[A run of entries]
┌────────

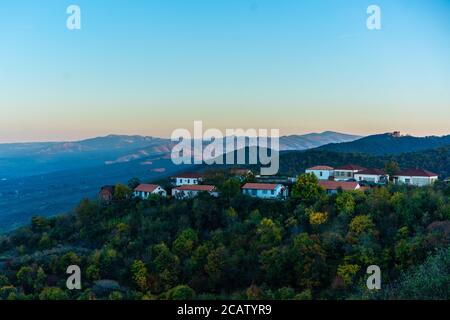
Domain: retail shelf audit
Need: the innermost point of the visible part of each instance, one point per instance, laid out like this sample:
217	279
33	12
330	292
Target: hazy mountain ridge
313	140
23	159
389	144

└────────

Render the lines of the entries above as one numbered list, skipping any blank lines and leaving the pictures out.

1. Domain: retail shelf audit
2. Need: the innermost point of the visible part of each instance, one point per instance, laid out like this sample:
3. 217	279
4. 33	12
5. 330	292
6. Target: hazy mountain ridge
7. 313	140
8. 23	159
9. 389	144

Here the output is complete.